Exercise goal. Below are the entries; output exactly the lines from the one containing "positive clicks: (200, 234) (203, 225)" through the final line, inclusive.

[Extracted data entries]
——————————
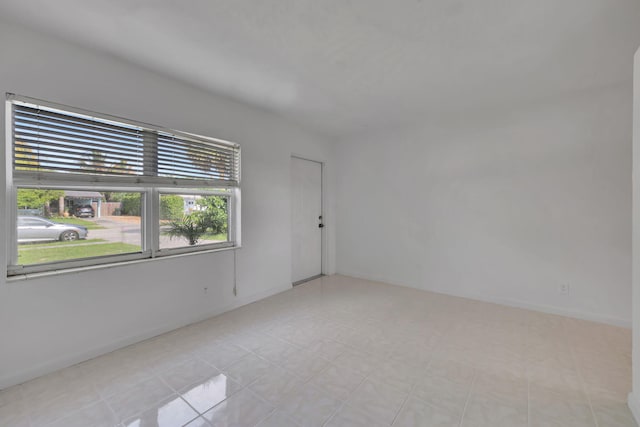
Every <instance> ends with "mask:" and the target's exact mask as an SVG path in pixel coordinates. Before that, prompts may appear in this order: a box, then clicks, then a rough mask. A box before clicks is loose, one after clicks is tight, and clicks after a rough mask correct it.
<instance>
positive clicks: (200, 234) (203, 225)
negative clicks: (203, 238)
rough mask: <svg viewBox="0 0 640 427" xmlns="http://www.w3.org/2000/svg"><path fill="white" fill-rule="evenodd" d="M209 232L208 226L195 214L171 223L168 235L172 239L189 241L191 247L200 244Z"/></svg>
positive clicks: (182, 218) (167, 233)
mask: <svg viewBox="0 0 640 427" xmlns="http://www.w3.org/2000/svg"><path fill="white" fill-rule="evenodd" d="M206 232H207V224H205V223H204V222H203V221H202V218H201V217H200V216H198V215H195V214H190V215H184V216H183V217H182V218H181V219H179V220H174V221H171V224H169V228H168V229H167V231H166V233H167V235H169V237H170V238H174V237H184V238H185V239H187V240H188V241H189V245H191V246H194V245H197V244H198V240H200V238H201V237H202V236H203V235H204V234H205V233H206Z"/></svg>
——————————
Reply.
positive clicks: (200, 234) (203, 225)
negative clicks: (203, 238)
rough mask: <svg viewBox="0 0 640 427" xmlns="http://www.w3.org/2000/svg"><path fill="white" fill-rule="evenodd" d="M209 232L208 226L195 214L171 223L168 235L172 239L189 241L191 247L200 244Z"/></svg>
positive clicks: (182, 218) (167, 233)
mask: <svg viewBox="0 0 640 427" xmlns="http://www.w3.org/2000/svg"><path fill="white" fill-rule="evenodd" d="M206 232H207V224H205V223H204V222H203V221H202V218H201V217H200V216H198V215H195V214H190V215H184V216H183V217H182V218H181V219H179V220H174V221H171V224H169V228H168V229H167V231H166V233H167V235H169V237H170V238H174V237H184V238H185V239H187V240H188V241H189V245H191V246H194V245H197V244H198V240H200V238H201V237H202V236H203V235H204V234H205V233H206Z"/></svg>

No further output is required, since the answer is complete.